Set down the complete data exactly as it appears below.

....

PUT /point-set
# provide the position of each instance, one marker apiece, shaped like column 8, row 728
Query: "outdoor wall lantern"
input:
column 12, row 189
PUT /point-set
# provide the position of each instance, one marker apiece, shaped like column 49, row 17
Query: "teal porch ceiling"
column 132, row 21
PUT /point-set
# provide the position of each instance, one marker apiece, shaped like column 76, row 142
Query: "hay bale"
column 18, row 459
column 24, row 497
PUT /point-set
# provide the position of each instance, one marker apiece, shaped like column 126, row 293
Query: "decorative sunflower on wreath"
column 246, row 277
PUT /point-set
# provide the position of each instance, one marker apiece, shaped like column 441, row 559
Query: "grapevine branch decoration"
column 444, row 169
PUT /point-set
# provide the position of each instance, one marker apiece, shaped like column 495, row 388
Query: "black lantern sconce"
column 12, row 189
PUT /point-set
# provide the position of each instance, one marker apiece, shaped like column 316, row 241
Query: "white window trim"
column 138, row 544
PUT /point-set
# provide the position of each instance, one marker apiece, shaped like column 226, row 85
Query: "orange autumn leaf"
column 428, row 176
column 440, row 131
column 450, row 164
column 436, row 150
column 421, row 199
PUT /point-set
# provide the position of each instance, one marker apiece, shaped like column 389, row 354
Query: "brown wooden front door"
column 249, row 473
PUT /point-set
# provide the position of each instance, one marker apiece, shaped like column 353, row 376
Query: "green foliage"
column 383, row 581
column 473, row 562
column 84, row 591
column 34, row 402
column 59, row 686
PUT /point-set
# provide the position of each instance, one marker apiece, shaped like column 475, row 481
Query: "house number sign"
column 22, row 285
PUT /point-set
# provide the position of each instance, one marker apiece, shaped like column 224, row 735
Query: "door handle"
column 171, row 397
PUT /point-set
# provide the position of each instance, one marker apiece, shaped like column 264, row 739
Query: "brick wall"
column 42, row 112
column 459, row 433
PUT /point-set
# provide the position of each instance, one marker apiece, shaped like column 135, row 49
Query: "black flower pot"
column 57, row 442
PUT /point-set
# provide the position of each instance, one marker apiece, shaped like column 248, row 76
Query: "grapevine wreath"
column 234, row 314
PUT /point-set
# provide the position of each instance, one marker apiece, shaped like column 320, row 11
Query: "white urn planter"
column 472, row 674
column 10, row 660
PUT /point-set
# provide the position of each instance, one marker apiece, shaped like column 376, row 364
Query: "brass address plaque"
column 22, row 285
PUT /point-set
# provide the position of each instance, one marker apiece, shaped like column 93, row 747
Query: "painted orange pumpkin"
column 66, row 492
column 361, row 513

....

→ Answer to this problem:
PUT /point-set
# provide the position of each instance, one marker apiece, shaped like column 8, row 728
Query: "outdoor wall lantern"
input:
column 12, row 189
PUT /point-set
# provide the position of each instance, one marker apiece, shaped like column 49, row 17
Query: "teal porch ceiling"
column 132, row 21
PUT /point-set
# provide the position of each instance, one marker apiece, shaped like column 76, row 142
Query: "hay bale"
column 18, row 459
column 24, row 497
PUT /point-set
# provide the position of each instance, one marker apiece, shaped like column 126, row 293
Query: "decorative sunflower on wreath"
column 246, row 277
PUT /point-set
# provide the position of each instance, one marker apiece, shaped like column 441, row 559
Query: "grapevine branch decoration"
column 444, row 169
PUT /point-set
# provide the position of each instance, one marker apiece, shaped like column 495, row 388
Query: "black lantern sconce"
column 12, row 189
PUT /point-set
# provide the position of each instance, one marker apiece, shaped like column 316, row 241
Query: "white window trim"
column 138, row 544
PUT /point-set
# provide the position of each instance, one marker apiece, shaped like column 226, row 85
Query: "orange autumn leaf"
column 428, row 176
column 440, row 131
column 450, row 164
column 436, row 150
column 421, row 199
PUT /point-set
# provide the position of each instance, one marker apiece, shaped like column 389, row 354
Query: "brown wooden front door"
column 249, row 473
PUT /point-set
# provide the position of each instance, one marker apiece, shaped like column 353, row 376
Query: "green foliage"
column 383, row 581
column 473, row 562
column 84, row 591
column 34, row 402
column 59, row 686
PUT /point-set
# provide the position of each instance, one marker apiece, shaped like column 475, row 481
Query: "house number sign"
column 22, row 285
PUT /point-set
# provide the position of each instance, one marker apiece, shaped like column 224, row 735
Query: "door handle"
column 171, row 397
PUT /point-set
# provide the position of each instance, one marker apiece, shaped like column 264, row 739
Query: "brick wall"
column 42, row 112
column 459, row 433
PUT /point-set
# provide the position of each instance, one marker apiece, shaped like column 135, row 49
Query: "black flower pot"
column 57, row 442
PUT /point-set
# provide the position of each instance, one marker apiece, shaped like column 248, row 76
Query: "grapevine wreath"
column 234, row 314
PUT /point-set
# provide the position of each instance, one marker apiece, shaped like column 320, row 11
Query: "white urn planter"
column 472, row 674
column 10, row 660
PUT /point-set
# provide the position of each instance, one marker apiece, shaped like column 376, row 364
Query: "brass address plaque"
column 22, row 285
PUT /point-set
# provide the position of each instance, one marker apiece, shaped like column 93, row 747
Query: "painted orange pumpkin"
column 66, row 492
column 361, row 513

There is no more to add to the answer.